§ Supplied records:
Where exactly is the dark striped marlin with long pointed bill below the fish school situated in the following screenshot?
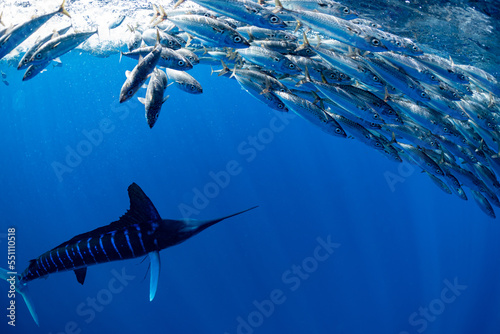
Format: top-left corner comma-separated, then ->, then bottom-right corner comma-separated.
0,183 -> 256,325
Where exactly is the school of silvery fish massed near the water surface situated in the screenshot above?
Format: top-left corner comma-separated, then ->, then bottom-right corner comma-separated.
0,0 -> 500,218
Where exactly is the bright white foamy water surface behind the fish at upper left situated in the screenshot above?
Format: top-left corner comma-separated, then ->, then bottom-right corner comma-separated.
0,0 -> 197,62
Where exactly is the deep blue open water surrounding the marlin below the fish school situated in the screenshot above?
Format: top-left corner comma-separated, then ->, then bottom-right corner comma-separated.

§ Exercise requirements:
Every record must be set down again exactly; pictures do not belong in the copy.

§ Reply to the exercise:
Where exactly is the dark striped marlin with long pointed bill below the fish school situated in the following screenshot?
Format: top-left corner comma-separated, then ->, then bottom-right corner comma-separated.
0,183 -> 256,325
Where exactly is the school of silvery fish massed near the water surface situated in the screenshot above?
Format: top-left corner comma-separated, then ->, then bottom-right corner comma-separated.
0,0 -> 500,218
Where exactly is the bright white foamy water surface behind the fish at upper left situated in the screenshot above?
Format: top-left corner comma-separated, then ->, then bottom-right corner comma-separated.
0,0 -> 197,62
Where exactly is the deep blue open water surrounding the marlin below the fish school situated in the screenshot above?
Format: top-left corner comma-separated, then ->, then bottom-right corner comma-separated.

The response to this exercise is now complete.